**Given instruction**.
Write the records out again, keeping each line exactly as it is.

▬▬▬▬▬▬▬▬▬▬

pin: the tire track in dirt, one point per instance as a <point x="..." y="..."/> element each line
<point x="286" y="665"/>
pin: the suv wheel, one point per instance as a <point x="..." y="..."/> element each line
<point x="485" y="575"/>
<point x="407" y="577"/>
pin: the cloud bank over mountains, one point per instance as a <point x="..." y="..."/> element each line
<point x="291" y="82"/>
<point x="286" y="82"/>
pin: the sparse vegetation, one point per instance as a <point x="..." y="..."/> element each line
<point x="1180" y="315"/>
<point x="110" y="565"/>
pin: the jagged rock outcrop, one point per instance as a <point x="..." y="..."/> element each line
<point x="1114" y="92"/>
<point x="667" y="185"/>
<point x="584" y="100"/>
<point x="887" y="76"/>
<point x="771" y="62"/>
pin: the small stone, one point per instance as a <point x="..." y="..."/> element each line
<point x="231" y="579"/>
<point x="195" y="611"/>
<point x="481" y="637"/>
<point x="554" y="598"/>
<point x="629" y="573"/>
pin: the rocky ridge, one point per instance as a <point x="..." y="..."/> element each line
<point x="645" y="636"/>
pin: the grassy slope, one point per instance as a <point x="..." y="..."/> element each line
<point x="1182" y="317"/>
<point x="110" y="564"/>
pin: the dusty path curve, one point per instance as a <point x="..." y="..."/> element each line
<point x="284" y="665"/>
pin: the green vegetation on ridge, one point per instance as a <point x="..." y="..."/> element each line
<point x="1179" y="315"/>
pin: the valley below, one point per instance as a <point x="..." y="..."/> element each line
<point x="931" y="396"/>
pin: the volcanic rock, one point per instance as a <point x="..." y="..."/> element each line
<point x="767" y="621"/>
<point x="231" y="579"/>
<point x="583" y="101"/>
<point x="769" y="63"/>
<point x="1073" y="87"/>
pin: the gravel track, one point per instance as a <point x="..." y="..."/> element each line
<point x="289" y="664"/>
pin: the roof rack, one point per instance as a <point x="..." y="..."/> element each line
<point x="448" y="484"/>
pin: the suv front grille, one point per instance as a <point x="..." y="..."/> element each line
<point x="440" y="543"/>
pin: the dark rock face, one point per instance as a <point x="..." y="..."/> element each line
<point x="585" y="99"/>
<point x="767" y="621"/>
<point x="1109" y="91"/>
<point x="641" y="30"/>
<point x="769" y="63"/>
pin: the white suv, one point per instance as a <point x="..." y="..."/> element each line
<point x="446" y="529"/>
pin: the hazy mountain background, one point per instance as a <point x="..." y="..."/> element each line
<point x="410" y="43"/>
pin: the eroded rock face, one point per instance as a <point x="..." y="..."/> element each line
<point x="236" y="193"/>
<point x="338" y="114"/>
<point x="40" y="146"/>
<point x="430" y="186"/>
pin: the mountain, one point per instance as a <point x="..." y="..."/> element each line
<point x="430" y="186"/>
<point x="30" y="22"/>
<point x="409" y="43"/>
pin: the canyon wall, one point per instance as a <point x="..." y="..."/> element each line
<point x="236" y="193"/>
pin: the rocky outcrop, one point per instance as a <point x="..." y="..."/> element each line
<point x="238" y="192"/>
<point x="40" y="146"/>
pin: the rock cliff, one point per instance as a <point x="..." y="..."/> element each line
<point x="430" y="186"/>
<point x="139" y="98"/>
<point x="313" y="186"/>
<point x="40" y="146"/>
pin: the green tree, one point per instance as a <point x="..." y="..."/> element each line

▬▬▬▬▬▬▬▬▬▬

**Worked solution**.
pin: the tire track in dirt, one point per instance as a <point x="..." y="..."/> element each line
<point x="286" y="665"/>
pin: the suv wheel, one point per instance as a <point x="..." y="..."/> element each line
<point x="485" y="575"/>
<point x="407" y="577"/>
pin: the cloud bank over mountains, one point per instance as a <point x="..." y="..."/> element each line
<point x="291" y="82"/>
<point x="286" y="82"/>
pin: the sparse vegetation, one point per instance as a <point x="..." y="..."/> element each line
<point x="1180" y="315"/>
<point x="110" y="565"/>
pin: the jagged rock outcrop, one point per instance as a <point x="..." y="..."/> element each line
<point x="1114" y="92"/>
<point x="667" y="185"/>
<point x="584" y="100"/>
<point x="887" y="76"/>
<point x="771" y="62"/>
pin: the small stone, one point per instance as a <point x="..." y="..."/> element each line
<point x="231" y="579"/>
<point x="195" y="611"/>
<point x="481" y="637"/>
<point x="554" y="598"/>
<point x="629" y="573"/>
pin: the rocky ridge, one point per instance as a <point x="..." y="..."/> element each line
<point x="645" y="636"/>
pin: the grassy slope, one point per instance as a <point x="..." y="..."/> element each line
<point x="1182" y="317"/>
<point x="110" y="564"/>
pin: the dusty path curve, one point per instance as a <point x="..." y="..."/> element each line
<point x="284" y="665"/>
pin: the green vegetation on ridge, one point per instance as a <point x="..." y="..."/> element each line
<point x="1179" y="315"/>
pin: the valley below, one point per instance as a <point x="..." y="..."/> element each line
<point x="931" y="396"/>
pin: the volcanic rock, one point per instance as a <point x="..." y="..."/> element each line
<point x="767" y="621"/>
<point x="231" y="579"/>
<point x="583" y="101"/>
<point x="769" y="63"/>
<point x="1073" y="87"/>
pin: the gravel track, one point per instance as a <point x="..." y="..."/> element each line
<point x="289" y="664"/>
pin: the roof rack, one point per instance as a <point x="..." y="..."/> element each line
<point x="448" y="484"/>
pin: the suv front grille, one point per instance as a <point x="..." y="..."/> element each line
<point x="440" y="543"/>
pin: the dark rock face, one point per instance as a <point x="..." y="..."/> element each line
<point x="585" y="99"/>
<point x="767" y="621"/>
<point x="1109" y="91"/>
<point x="641" y="30"/>
<point x="769" y="63"/>
pin: the white suv, one point per instance as a <point x="..." y="..."/> element each line
<point x="446" y="529"/>
pin: the hazy mountain background, one point per instance as a <point x="..." y="..."/> element each line
<point x="410" y="43"/>
pin: the eroded rock face, one point per instance as a <point x="..." y="..."/> element each line
<point x="236" y="193"/>
<point x="338" y="114"/>
<point x="40" y="146"/>
<point x="430" y="186"/>
pin: the mountain, one point per instance as a <point x="..." y="..."/> element each line
<point x="430" y="186"/>
<point x="30" y="22"/>
<point x="409" y="43"/>
pin: the canyon wall, one point per instance as a <point x="..." y="..."/> element each line
<point x="236" y="193"/>
pin: the rocky outcrop, one point per instance as a <point x="..." y="..."/> element each line
<point x="238" y="192"/>
<point x="40" y="146"/>
pin: the rock cliff, one point per instance as a <point x="..." y="..."/> element each line
<point x="430" y="186"/>
<point x="139" y="98"/>
<point x="313" y="186"/>
<point x="40" y="146"/>
pin: the green tree, one point per instance as a <point x="..." y="..."/> element each line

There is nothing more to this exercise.